STORY: Wall Street’s main indexes closed lower on Tuesday, as chip stocks tumbled and the energy sector slid along with oil prices.
The Dow and S&P 500 each shed three-quarters of a percent, and the Nasdaq dropped one percent.
The energy index finished down 3% for its biggest one-day percentage decline since early October 2023 as crude prices fell on weaker demand expectations.
Still, Cole Smead, chief executive officer and portfolio manager at Smead Capital Management, sees the sector as a stronghold.
“If you look at CapEx as a percentage of operating cash flow, the history of the energy businesses is they always drill too much. It was kind of the old ‘drill baby drill,’ for lack of a better term. And what they’ve transformed into is now they’re investing vehicles. They are companies that produce high levels of free cash flow. They don’t drill like they did in the past. And when you track drilling, drilling was what they call CapEx. So when you track CapEx as a percentage of operating cash flow, you’ll find it’s gone to very low levels. And what that’s done is it unleashes the free cash flow.”

Extracted records

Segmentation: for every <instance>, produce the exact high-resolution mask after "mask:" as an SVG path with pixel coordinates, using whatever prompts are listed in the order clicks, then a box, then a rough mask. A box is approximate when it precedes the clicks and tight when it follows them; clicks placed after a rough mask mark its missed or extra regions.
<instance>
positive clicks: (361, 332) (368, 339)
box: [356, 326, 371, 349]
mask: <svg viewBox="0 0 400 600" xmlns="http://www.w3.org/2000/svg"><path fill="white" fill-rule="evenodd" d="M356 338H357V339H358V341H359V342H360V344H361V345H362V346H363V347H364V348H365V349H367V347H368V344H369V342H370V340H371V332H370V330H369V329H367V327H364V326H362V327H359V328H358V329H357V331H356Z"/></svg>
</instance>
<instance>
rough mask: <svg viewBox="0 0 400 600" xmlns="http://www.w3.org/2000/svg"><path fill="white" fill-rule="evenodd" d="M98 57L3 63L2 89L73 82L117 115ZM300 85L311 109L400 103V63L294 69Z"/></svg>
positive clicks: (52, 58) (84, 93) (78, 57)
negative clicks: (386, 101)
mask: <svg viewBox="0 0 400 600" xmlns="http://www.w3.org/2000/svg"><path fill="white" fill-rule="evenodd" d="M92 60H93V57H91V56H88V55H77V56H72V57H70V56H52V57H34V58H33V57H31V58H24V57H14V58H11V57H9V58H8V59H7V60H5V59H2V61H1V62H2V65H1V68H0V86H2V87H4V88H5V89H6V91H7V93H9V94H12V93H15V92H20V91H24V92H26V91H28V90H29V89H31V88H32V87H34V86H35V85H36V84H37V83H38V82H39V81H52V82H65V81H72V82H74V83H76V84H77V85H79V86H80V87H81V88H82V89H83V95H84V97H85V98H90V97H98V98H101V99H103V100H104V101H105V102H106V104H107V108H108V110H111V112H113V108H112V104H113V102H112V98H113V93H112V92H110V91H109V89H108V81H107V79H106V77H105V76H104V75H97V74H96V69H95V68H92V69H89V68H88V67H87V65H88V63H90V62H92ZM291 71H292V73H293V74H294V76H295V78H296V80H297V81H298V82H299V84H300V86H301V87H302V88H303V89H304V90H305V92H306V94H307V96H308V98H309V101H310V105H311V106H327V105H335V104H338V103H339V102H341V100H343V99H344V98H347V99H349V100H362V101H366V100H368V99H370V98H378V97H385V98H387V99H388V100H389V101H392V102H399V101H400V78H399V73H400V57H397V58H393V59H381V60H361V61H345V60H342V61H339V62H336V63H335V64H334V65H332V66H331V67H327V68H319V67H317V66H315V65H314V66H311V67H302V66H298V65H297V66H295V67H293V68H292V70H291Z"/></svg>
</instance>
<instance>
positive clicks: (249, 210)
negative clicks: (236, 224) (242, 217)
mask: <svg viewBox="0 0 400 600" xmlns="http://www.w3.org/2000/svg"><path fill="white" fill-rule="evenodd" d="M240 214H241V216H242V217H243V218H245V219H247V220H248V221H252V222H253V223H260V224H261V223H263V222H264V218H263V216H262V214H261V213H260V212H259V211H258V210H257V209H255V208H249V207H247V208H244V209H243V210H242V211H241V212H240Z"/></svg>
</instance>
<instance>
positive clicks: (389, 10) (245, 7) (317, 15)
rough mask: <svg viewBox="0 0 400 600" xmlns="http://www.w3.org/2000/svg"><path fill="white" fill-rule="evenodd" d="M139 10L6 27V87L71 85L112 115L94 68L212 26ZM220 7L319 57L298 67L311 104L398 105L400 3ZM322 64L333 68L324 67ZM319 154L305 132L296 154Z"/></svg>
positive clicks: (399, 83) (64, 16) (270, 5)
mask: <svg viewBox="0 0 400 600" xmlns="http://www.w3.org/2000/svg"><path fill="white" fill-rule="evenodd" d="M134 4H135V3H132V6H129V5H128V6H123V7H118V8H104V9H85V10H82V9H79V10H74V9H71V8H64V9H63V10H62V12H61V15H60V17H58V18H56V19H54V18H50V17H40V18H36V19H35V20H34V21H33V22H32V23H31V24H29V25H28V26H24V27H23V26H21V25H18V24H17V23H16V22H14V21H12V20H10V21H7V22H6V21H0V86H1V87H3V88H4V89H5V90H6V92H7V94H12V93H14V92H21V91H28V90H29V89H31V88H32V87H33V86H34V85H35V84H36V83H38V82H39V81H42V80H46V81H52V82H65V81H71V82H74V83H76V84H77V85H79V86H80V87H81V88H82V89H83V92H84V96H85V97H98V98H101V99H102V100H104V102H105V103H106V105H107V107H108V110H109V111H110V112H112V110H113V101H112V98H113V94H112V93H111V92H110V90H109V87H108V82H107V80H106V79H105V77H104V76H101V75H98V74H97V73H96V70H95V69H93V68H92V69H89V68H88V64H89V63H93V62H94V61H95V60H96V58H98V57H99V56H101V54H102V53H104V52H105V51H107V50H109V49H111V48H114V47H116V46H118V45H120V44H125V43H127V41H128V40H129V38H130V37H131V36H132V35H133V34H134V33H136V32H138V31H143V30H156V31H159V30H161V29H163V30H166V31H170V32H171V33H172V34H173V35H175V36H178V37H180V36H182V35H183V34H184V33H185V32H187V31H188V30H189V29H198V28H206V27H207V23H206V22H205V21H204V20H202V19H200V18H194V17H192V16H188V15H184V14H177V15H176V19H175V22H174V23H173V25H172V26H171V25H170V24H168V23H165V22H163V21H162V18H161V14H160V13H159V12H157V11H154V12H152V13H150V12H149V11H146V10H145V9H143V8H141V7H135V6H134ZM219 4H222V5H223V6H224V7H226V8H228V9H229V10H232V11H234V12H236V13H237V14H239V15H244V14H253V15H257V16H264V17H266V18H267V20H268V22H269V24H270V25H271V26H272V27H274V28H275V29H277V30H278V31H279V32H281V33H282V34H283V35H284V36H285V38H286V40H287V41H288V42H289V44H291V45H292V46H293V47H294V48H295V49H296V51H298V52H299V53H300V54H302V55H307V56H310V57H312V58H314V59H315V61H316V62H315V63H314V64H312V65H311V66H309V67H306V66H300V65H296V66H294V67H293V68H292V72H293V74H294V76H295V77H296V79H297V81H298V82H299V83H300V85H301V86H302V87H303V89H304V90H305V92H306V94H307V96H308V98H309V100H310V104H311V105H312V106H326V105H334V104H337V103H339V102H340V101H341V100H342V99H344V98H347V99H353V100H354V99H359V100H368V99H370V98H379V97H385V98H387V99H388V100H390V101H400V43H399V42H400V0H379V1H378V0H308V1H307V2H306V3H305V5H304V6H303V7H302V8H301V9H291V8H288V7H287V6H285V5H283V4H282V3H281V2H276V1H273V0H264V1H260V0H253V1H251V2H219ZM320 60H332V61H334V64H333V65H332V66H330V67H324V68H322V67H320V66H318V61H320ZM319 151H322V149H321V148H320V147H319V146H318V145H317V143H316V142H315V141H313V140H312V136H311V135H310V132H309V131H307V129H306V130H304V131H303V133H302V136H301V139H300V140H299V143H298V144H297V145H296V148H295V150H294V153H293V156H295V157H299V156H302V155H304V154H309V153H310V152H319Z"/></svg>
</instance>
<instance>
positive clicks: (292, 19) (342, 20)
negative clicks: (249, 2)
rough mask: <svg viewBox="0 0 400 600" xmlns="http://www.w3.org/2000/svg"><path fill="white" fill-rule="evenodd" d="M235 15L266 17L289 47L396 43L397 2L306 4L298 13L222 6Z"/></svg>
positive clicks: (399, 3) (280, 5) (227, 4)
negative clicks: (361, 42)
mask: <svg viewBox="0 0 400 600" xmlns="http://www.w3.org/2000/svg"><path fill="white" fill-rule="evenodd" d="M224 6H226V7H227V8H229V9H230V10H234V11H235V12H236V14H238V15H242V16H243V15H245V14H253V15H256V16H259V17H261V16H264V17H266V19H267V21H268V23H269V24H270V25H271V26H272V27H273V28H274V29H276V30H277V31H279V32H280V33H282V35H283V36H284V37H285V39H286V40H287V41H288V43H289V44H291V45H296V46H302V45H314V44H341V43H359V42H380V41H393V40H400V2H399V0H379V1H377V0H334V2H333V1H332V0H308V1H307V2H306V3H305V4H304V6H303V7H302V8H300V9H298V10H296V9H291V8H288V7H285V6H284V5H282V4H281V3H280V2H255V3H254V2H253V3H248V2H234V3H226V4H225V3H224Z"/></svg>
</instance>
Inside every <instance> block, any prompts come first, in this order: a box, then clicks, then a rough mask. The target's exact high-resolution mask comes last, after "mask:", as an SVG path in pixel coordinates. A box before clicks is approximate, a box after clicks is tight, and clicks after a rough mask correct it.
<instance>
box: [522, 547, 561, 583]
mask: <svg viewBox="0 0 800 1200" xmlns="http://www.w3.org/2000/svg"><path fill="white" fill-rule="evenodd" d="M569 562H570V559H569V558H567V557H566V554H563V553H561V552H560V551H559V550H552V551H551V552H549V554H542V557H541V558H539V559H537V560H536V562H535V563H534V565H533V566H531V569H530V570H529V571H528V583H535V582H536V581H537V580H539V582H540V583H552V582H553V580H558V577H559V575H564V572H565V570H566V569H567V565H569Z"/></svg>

* * *

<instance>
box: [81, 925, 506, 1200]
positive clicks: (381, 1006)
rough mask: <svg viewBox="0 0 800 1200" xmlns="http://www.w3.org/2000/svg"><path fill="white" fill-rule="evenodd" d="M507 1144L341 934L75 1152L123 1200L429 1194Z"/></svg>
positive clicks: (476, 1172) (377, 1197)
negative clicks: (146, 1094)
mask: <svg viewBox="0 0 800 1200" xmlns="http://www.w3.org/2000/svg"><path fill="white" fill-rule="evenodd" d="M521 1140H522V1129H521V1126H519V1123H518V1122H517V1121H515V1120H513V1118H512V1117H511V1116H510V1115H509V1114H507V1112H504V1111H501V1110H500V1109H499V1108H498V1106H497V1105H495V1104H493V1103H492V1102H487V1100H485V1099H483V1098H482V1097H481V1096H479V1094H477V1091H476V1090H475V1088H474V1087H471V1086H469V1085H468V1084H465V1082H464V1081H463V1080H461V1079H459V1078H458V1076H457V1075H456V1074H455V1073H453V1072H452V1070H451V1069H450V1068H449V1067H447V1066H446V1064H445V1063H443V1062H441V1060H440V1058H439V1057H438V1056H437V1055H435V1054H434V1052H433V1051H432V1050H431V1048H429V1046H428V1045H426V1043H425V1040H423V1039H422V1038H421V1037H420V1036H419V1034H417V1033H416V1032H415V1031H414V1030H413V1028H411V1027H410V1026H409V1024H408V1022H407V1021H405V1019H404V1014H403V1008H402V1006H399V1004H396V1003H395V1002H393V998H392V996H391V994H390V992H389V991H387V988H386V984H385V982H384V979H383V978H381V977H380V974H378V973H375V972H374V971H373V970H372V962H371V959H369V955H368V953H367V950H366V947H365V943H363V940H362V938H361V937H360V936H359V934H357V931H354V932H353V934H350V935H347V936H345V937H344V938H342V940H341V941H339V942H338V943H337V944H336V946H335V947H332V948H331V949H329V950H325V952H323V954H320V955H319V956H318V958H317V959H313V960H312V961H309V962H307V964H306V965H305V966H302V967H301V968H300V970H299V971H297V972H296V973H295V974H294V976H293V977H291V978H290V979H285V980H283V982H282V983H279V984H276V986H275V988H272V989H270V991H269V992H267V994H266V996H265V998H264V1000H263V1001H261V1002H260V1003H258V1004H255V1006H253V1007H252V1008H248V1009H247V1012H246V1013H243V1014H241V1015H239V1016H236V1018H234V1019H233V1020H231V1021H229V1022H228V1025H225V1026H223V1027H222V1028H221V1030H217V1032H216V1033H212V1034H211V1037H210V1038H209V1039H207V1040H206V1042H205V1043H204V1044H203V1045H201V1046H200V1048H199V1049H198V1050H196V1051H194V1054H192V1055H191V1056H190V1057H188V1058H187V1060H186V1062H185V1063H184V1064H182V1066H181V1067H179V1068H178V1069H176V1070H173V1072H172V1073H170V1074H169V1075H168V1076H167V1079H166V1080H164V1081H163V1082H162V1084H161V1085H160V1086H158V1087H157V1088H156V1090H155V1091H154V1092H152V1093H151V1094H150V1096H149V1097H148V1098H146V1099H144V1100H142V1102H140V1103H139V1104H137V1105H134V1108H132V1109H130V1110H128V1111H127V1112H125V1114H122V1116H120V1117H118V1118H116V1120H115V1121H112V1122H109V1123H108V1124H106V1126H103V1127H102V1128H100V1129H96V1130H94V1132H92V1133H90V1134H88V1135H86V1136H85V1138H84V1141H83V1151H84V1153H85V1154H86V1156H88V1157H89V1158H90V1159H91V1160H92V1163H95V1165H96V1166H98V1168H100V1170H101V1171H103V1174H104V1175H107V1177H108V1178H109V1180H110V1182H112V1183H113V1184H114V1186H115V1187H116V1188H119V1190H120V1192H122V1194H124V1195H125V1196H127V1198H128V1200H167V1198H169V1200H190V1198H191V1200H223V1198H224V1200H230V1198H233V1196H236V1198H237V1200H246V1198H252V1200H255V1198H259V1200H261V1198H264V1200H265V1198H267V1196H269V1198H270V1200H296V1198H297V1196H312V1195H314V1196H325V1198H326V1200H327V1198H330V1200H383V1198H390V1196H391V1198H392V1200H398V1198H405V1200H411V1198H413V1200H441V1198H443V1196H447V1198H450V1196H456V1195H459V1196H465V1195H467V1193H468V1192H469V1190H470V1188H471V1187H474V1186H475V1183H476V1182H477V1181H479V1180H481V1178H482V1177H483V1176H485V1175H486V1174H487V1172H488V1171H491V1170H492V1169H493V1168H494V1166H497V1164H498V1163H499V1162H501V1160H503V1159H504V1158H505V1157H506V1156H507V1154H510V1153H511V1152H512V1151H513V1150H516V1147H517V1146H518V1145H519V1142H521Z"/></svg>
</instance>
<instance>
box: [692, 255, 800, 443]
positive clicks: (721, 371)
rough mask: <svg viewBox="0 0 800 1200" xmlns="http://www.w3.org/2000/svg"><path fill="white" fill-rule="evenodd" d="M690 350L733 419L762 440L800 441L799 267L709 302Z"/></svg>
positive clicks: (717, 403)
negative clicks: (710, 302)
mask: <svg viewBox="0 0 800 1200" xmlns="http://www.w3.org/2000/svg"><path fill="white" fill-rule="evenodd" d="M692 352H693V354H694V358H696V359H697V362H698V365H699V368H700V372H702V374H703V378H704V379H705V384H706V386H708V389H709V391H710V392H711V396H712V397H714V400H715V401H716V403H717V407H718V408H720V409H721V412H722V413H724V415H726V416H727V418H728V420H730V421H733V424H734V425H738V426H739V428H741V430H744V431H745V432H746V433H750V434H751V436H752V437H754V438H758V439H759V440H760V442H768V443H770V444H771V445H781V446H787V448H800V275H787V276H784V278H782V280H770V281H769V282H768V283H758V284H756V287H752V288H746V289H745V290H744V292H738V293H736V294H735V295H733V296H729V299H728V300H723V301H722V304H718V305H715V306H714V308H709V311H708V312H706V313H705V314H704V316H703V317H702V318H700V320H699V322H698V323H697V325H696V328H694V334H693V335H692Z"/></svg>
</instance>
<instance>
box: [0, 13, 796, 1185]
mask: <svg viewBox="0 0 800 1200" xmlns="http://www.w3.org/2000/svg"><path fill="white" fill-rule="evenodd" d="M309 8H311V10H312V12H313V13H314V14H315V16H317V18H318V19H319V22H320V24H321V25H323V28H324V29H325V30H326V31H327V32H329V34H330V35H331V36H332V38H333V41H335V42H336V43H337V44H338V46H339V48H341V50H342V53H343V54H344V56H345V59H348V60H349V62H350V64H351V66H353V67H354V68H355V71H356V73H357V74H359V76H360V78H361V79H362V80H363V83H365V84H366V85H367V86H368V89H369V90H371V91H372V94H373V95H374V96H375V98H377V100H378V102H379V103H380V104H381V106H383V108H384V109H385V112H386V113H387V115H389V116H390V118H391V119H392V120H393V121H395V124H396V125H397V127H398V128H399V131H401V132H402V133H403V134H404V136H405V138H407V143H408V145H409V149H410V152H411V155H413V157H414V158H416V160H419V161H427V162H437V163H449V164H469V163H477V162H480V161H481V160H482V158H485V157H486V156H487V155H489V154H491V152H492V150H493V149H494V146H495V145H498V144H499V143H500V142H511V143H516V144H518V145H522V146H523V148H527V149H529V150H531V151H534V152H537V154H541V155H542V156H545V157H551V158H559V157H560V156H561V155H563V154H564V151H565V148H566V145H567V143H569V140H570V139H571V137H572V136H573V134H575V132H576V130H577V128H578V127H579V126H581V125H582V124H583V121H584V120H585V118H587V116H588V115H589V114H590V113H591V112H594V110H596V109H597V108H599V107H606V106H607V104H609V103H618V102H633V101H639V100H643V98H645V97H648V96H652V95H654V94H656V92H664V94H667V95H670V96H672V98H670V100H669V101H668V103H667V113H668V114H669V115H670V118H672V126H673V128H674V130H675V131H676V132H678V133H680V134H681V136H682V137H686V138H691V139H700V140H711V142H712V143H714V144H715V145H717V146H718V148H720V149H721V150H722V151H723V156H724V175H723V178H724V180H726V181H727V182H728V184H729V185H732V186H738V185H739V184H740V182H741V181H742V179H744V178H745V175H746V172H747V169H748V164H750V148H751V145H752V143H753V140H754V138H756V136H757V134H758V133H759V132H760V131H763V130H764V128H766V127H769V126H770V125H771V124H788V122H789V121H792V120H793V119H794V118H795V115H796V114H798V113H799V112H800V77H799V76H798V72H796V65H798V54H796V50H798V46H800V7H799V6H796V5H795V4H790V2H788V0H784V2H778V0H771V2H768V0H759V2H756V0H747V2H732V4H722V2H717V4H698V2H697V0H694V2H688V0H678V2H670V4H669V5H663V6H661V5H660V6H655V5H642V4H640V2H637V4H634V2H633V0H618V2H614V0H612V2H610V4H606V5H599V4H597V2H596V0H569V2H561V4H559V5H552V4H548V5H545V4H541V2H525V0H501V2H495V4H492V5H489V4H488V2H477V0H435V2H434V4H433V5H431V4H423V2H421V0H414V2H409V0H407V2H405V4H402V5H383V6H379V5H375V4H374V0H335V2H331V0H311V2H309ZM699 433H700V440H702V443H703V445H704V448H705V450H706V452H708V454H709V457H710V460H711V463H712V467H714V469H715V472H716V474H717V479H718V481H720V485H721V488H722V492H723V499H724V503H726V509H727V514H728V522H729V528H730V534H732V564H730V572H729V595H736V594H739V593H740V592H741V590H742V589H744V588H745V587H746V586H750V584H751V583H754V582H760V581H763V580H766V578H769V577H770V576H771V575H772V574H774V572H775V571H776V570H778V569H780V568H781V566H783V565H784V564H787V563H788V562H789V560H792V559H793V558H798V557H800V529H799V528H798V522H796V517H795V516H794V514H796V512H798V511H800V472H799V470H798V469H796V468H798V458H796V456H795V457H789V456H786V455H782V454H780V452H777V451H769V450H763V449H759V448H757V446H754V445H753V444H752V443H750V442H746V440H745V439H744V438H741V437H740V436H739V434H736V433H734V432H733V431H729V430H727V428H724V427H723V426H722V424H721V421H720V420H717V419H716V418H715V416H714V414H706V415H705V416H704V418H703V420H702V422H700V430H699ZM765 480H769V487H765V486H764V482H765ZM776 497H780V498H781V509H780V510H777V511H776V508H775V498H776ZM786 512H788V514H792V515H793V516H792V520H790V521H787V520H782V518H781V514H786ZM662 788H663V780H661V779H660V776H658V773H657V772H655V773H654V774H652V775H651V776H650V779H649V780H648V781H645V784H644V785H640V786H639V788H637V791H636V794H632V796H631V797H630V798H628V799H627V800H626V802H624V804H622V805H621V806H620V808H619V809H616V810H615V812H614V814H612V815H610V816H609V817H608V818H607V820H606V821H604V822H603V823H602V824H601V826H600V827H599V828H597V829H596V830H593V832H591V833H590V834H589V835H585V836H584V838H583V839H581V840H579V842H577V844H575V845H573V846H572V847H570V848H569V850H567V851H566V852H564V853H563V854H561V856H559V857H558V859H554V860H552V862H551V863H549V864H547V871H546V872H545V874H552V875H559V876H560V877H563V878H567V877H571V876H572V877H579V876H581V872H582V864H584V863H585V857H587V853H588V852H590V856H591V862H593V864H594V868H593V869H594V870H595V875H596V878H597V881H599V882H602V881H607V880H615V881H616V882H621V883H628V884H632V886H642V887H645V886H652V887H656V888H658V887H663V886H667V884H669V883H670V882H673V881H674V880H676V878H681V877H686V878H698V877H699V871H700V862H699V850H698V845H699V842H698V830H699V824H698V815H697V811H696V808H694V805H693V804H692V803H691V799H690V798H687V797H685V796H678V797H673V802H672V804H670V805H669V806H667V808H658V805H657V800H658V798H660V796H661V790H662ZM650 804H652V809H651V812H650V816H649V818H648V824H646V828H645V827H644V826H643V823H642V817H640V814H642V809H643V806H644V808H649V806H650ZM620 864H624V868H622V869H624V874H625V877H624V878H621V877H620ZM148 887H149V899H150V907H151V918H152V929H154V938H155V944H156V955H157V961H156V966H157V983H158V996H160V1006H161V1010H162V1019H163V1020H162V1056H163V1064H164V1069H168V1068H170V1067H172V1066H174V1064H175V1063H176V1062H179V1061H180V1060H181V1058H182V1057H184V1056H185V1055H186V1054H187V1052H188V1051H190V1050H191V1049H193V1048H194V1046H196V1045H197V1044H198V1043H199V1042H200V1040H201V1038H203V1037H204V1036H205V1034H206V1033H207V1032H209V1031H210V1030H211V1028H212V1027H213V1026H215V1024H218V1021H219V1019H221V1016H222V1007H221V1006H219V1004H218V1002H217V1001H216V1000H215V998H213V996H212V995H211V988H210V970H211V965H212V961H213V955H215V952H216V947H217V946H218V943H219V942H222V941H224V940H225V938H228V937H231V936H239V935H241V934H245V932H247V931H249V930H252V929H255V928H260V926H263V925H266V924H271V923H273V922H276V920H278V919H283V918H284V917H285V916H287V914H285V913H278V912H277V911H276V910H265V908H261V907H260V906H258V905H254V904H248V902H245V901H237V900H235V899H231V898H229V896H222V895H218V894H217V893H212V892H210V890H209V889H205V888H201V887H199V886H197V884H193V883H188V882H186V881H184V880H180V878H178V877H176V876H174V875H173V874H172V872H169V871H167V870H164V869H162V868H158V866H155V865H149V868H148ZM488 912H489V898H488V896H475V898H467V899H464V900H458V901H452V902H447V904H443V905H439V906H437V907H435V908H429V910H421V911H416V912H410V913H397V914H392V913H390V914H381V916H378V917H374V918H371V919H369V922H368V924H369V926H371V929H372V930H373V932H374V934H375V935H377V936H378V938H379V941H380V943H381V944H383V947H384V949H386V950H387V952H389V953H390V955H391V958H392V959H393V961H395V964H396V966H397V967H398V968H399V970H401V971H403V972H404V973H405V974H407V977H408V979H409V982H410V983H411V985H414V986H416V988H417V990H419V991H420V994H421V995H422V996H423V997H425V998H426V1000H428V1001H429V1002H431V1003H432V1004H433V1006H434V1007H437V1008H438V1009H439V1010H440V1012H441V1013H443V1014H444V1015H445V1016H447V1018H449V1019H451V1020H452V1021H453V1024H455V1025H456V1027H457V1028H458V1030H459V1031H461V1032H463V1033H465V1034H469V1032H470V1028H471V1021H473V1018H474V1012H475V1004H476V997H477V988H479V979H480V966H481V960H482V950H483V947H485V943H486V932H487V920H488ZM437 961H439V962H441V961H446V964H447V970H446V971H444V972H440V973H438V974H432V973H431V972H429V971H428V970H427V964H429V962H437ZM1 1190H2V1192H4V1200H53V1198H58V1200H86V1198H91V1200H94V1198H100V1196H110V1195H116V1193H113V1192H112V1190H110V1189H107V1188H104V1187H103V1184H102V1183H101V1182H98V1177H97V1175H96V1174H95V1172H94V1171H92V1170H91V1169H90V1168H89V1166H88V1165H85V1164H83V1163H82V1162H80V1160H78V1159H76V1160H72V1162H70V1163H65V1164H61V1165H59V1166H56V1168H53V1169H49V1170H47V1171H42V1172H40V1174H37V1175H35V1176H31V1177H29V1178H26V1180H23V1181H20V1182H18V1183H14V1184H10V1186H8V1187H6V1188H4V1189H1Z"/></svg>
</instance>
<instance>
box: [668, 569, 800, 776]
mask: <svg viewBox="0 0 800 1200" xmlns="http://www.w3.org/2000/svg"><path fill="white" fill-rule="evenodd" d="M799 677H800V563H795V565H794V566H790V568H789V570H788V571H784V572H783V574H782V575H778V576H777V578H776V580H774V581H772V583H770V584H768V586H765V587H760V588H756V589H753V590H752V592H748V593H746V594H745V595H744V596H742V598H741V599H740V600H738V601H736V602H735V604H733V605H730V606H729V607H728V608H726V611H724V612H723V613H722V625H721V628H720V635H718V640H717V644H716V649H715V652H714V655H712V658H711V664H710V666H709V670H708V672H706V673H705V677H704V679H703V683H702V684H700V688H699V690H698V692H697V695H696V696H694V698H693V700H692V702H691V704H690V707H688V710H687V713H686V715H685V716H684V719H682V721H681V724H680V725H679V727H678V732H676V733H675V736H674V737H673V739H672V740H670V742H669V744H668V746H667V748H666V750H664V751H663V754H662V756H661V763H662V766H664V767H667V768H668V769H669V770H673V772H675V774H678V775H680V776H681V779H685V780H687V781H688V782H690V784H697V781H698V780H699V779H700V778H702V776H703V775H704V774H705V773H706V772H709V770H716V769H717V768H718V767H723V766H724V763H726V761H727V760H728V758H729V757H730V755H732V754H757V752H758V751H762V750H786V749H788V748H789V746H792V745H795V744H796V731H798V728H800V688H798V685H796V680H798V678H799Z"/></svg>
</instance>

Exercises to complete
1. From the market report above, extract the passage starting at "The Dow and" and ending at "weaker demand expectations.".
2. Answer these questions from the market report:
(a) How much did the Nasdaq drop on Tuesday?
(b) By what percentage did the energy index finish down?
(c) What positions does Cole Smead hold at Smead Capital Management?
3. According to the market report, why do energy companies now produce high levels of free cash flow? Answer in one to three sentences.

Answers to each task
1.
The Dow and S&P 500 each shed three-quarters of a percent, and the Nasdaq dropped one percent.
The energy index finished down 3% for its biggest one-day percentage decline since early October 2023 as crude prices fell on weaker demand expectations.

2.
(a) One percent.
(b) 3%.
(c) Chief executive officer and portfolio manager.

3. Drilling is counted as CapEx, and energy companies no longer drill as much as they did in the past. As a result, CapEx as a percentage of operating cash flow has fallen to very low levels, which unleashes free cash flow.